Ce recul de la souveraineté fiscale passe notamment par le raisonnement qu'adopte la Cour dans ses arrêts. Celle-ci a en effet une fâcheuse tendance à retourner les justifications avancées par les Etats contre eux-mêmes, ce que l'on peut observer notamment à travers sa jurisprudence récente.

En outre, certains commentateurs estiment que les intérêts étatiques ne sont pas pris en compte par le juge de Luxembourg, qui se borne à faire prévaloir la protection des libertés de circulation et à rejeter systématiquement le motif des pertes fiscales.

Dés lors la logique avec laquelle procède ce dernier semble l'éloigner du rôle d'un juge fiscal ordinaire, soucieux de préserver les intérêts pécuniaires de son Etat. Le caractère a-fiscal de cette juridiction semble toutefois s'expliquer par le raisonnement finaliste qu'elle adopte, qui la guide à n'être attentif qu'aux intérêts du Marché commun.

§1 : La cohérence fiscale inversée et l'absence de prise en considération des intérêts financiers des Etats.

A) La cohérence fiscale inversée et mise au service des libertés

Depuis l'arrêt Bachmann248(*), l'histoire de la cohérence du régime fiscal considérée comme motif de justification d'une discrimination fiscale semblait révolue. Néanmoins, elle a connu une récente évolution et est réapparue sur la scène prétorienne.

**DONNÉES**:
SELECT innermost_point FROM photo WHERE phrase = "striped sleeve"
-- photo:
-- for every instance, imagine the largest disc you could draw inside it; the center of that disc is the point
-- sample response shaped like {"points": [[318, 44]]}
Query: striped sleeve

* * *

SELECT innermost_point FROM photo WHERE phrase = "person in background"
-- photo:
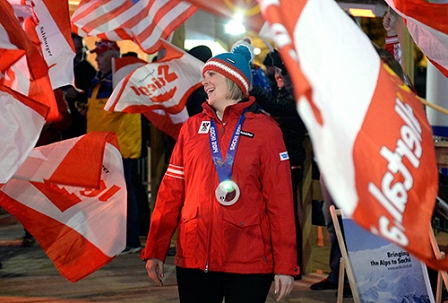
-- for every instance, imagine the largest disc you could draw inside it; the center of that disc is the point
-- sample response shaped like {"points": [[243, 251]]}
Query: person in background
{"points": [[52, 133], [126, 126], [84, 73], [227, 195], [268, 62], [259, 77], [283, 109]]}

**EXERCICE**: Dans l'extrait choisi, quels noms sont immédiatement suivis de l'adjectif « fiscal », « fiscale » ou « fiscales » ? Citez chaque groupe nom-adjectif une seule fois.

**CORRIGÉ**:
- souveraineté fiscale
- pertes fiscales
- juge fiscal
- cohérence fiscale
- régime fiscal
- discrimination fiscale